Please return the following lines of the material unchanged: begin at the line that contains "Target: trunk lid" and stop after the last line of the material.

.....

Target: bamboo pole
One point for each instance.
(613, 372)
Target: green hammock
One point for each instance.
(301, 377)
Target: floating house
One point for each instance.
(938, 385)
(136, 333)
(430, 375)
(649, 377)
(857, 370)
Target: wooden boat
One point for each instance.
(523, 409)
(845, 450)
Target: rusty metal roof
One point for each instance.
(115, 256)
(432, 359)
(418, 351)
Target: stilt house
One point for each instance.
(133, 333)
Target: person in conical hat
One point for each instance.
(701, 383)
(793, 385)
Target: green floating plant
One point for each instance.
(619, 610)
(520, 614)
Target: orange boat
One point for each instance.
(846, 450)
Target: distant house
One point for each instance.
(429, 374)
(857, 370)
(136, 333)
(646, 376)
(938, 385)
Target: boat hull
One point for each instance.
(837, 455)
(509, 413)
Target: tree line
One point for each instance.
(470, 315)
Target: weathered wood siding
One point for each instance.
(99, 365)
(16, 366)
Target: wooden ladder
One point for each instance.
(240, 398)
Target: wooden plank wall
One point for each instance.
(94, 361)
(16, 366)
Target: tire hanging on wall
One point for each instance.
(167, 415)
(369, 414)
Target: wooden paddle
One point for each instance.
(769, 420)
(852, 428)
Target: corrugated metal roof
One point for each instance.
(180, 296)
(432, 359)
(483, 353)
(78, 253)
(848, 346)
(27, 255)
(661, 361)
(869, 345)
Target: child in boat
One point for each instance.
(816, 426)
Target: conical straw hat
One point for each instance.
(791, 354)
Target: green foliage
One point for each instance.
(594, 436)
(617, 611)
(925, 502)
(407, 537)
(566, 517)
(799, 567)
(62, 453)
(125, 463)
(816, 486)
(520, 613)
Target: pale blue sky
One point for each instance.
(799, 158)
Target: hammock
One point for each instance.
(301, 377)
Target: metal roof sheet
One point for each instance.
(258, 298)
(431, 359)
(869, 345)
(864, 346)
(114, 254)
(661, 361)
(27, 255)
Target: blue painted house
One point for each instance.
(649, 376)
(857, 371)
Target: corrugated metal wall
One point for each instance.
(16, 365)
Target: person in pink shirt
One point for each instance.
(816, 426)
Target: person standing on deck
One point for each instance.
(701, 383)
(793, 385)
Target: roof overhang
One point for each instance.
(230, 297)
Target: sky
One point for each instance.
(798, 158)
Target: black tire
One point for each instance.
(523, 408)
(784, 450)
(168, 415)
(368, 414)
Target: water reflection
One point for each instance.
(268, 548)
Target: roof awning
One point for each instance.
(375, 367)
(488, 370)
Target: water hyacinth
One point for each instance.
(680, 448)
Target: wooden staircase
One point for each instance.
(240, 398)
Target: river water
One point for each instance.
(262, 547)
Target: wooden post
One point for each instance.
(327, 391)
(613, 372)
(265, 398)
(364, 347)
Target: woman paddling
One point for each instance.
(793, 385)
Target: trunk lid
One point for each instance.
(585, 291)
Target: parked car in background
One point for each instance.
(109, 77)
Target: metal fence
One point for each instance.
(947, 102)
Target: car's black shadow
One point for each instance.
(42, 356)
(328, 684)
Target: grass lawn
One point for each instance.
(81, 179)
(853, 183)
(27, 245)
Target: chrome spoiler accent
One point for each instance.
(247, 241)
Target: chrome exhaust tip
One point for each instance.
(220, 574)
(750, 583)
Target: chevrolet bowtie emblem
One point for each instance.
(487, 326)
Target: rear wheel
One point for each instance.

.....

Exercise answer:
Target: trunk lid
One point for each instance.
(585, 291)
Target: parked car in background
One point for each instance.
(109, 77)
Target: metal fence
One point for each instance.
(947, 102)
Target: car's black shadow
One point for each instance.
(42, 356)
(328, 684)
Target: grass lawn
One point for each instance.
(81, 179)
(853, 183)
(27, 245)
Target: chrome spoiler accent
One point for each instance.
(247, 241)
Target: chrome exhaust tip
One point for each instance.
(220, 574)
(750, 583)
Target: chevrolet bowtie emblem
One point for each instance.
(487, 326)
Target: rear wheel
One point for each instance.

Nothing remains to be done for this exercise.